● **WORK REQUEST**: The full set of entries below, restated word for word and stripped of images, is the expected result.

● **MATERIAL FOR THIS EXERCISE**:
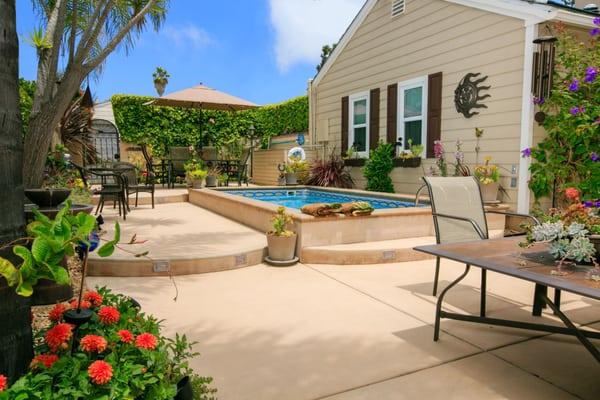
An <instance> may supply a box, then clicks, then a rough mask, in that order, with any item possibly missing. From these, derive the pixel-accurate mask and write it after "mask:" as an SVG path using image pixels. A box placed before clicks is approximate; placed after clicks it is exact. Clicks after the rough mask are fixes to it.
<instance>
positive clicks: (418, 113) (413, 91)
mask: <svg viewBox="0 0 600 400" xmlns="http://www.w3.org/2000/svg"><path fill="white" fill-rule="evenodd" d="M422 110H423V88H422V87H416V88H412V89H407V90H405V91H404V118H409V117H418V116H420V115H421V112H422Z"/></svg>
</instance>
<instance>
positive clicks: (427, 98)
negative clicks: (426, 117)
mask: <svg viewBox="0 0 600 400" xmlns="http://www.w3.org/2000/svg"><path fill="white" fill-rule="evenodd" d="M427 87H428V90H427V158H433V157H434V153H433V142H435V141H436V140H440V138H441V136H442V73H441V72H437V73H435V74H431V75H429V83H428V86H427Z"/></svg>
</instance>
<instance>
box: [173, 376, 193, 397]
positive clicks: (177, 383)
mask: <svg viewBox="0 0 600 400" xmlns="http://www.w3.org/2000/svg"><path fill="white" fill-rule="evenodd" d="M173 400H194V390H193V388H192V382H191V381H190V377H189V376H184V377H183V378H181V380H180V381H179V382H177V394H176V395H175V397H174V398H173Z"/></svg>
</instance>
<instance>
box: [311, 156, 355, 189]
mask: <svg viewBox="0 0 600 400" xmlns="http://www.w3.org/2000/svg"><path fill="white" fill-rule="evenodd" d="M306 184H307V185H313V186H324V187H337V188H346V189H350V188H353V187H354V180H353V179H352V176H351V175H350V172H348V170H347V169H346V166H345V165H344V160H343V159H342V158H341V157H340V156H339V155H337V154H335V149H334V150H333V151H332V152H331V154H330V155H329V157H328V158H327V159H322V160H316V161H315V162H314V163H313V164H312V167H311V169H310V175H309V177H308V180H307V181H306Z"/></svg>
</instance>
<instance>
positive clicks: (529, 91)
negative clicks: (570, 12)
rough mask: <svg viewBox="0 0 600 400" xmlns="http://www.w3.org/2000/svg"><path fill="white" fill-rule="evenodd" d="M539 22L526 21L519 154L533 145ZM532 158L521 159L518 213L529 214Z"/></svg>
mask: <svg viewBox="0 0 600 400" xmlns="http://www.w3.org/2000/svg"><path fill="white" fill-rule="evenodd" d="M537 30H538V25H537V21H532V20H525V49H524V54H523V89H522V90H523V92H522V94H521V135H520V137H521V140H520V144H519V146H520V147H519V152H520V151H521V150H523V149H525V148H529V147H531V146H532V145H533V114H534V105H533V98H532V95H531V88H532V75H533V53H534V43H533V40H534V39H535V37H536V35H537ZM530 165H531V158H530V157H521V156H520V158H519V178H518V184H517V211H518V212H519V213H523V214H528V213H529V204H530V202H531V192H530V191H529V166H530Z"/></svg>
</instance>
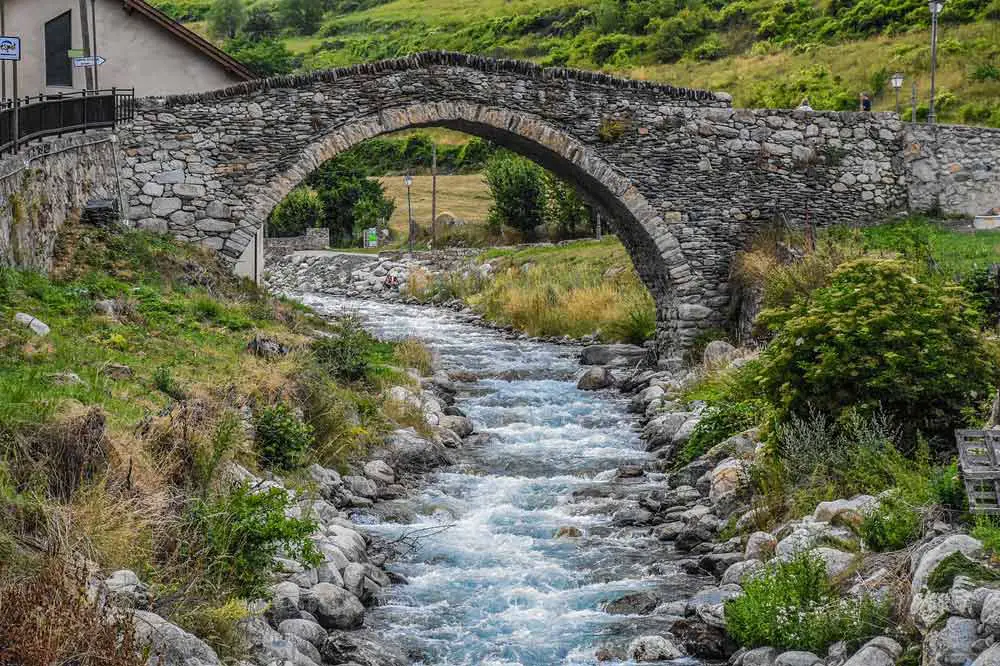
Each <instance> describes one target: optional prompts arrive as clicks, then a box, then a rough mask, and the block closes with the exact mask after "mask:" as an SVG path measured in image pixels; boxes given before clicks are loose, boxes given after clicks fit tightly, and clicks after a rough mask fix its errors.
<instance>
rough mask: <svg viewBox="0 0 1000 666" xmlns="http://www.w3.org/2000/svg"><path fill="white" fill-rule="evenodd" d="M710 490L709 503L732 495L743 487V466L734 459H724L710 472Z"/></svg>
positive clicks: (744, 474) (739, 461)
mask: <svg viewBox="0 0 1000 666" xmlns="http://www.w3.org/2000/svg"><path fill="white" fill-rule="evenodd" d="M711 475H712V476H711V484H712V485H711V488H710V490H709V491H708V499H709V501H710V502H713V503H715V502H718V501H719V498H720V497H722V496H723V495H727V494H729V493H734V492H736V491H737V490H739V488H740V486H741V485H743V482H744V479H745V478H746V468H745V465H744V464H743V463H742V462H741V461H739V460H736V459H735V458H726V459H725V460H723V461H722V462H720V463H719V464H718V465H716V466H715V469H713V470H712V472H711Z"/></svg>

● **FINISHED TASK**:
An <instance> may supply a box, then clicks, then a rough mask, in that order, with any item possibly missing. From these, derive the pixel-accurate mask and write it after "mask:" as an SVG path using image pixels. A box placed before clicks is approximate; placed after clicks it is exact. Clicks after the rough mask are fixes to it.
<instance>
positive clicks: (418, 113) (413, 91)
mask: <svg viewBox="0 0 600 400" xmlns="http://www.w3.org/2000/svg"><path fill="white" fill-rule="evenodd" d="M422 110H423V88H422V87H416V88H412V89H407V90H405V91H404V118H409V117H418V116H420V115H421V112H422Z"/></svg>
</instance>
<instance>
positive clicks: (427, 98)
negative clicks: (426, 117)
mask: <svg viewBox="0 0 600 400" xmlns="http://www.w3.org/2000/svg"><path fill="white" fill-rule="evenodd" d="M427 87H428V90H427V158H433V157H434V153H433V142H435V141H436V140H440V138H441V136H442V73H441V72H437V73H435V74H431V75H429V83H428V86H427Z"/></svg>
</instance>
<instance>
box: [173, 376, 193, 397]
positive clicks: (177, 383)
mask: <svg viewBox="0 0 600 400" xmlns="http://www.w3.org/2000/svg"><path fill="white" fill-rule="evenodd" d="M173 400H194V390H193V388H192V382H191V381H190V377H189V376H184V377H183V378H181V380H180V381H179V382H177V394H176V395H175V397H174V398H173Z"/></svg>
</instance>
<instance>
box: [311, 156, 355, 189]
mask: <svg viewBox="0 0 600 400" xmlns="http://www.w3.org/2000/svg"><path fill="white" fill-rule="evenodd" d="M306 184H307V185H313V186H324V187H337V188H346V189H350V188H353V187H354V180H353V179H352V176H351V175H350V172H348V170H347V169H346V166H345V165H344V160H343V159H342V158H341V157H340V156H339V155H337V154H335V149H334V150H333V151H332V152H331V154H330V155H329V157H328V158H327V159H322V160H316V161H315V162H314V163H313V164H312V167H311V169H310V175H309V177H308V180H307V181H306Z"/></svg>
</instance>
<instance>
positive clicks: (529, 91)
negative clicks: (570, 12)
rough mask: <svg viewBox="0 0 600 400" xmlns="http://www.w3.org/2000/svg"><path fill="white" fill-rule="evenodd" d="M539 22L526 21L519 154L533 145ZM532 158L521 159L518 213L529 214Z"/></svg>
mask: <svg viewBox="0 0 600 400" xmlns="http://www.w3.org/2000/svg"><path fill="white" fill-rule="evenodd" d="M537 30H538V25H537V21H532V20H525V49H524V54H523V89H522V90H523V92H522V94H521V135H520V137H521V140H520V144H519V146H520V147H519V152H520V151H521V150H523V149H525V148H529V147H531V146H532V145H533V114H534V105H533V98H532V95H531V88H532V75H533V53H534V43H533V40H534V39H535V37H536V35H537ZM530 165H531V158H530V157H521V156H520V158H519V178H518V184H517V211H518V212H519V213H523V214H528V213H529V204H530V202H531V192H530V191H529V166H530Z"/></svg>
</instance>
Each <instance> describes one target: optional prompts arrive as clicks, then a box, then a rough mask, and the block closes with the exact mask after "mask:" as an SVG path measured in image pixels; boxes given before clicks are loose, boxes given after clicks fit tightly, and clicks after a rough mask fix its errors.
<instance>
rough mask: <svg viewBox="0 0 1000 666" xmlns="http://www.w3.org/2000/svg"><path fill="white" fill-rule="evenodd" d="M710 490L709 503L732 495L743 487V466L734 459H724L710 472Z"/></svg>
positive clicks: (744, 474) (739, 461)
mask: <svg viewBox="0 0 1000 666" xmlns="http://www.w3.org/2000/svg"><path fill="white" fill-rule="evenodd" d="M711 475H712V476H711V484H712V485H711V488H710V490H709V491H708V499H709V501H710V502H713V503H715V502H718V501H719V498H720V497H722V496H723V495H727V494H729V493H734V492H736V491H737V490H739V488H740V486H741V485H743V482H744V479H745V478H746V468H745V465H744V464H743V463H742V462H741V461H739V460H736V459H735V458H726V459H725V460H723V461H722V462H720V463H719V464H718V465H716V466H715V469H713V470H712V472H711Z"/></svg>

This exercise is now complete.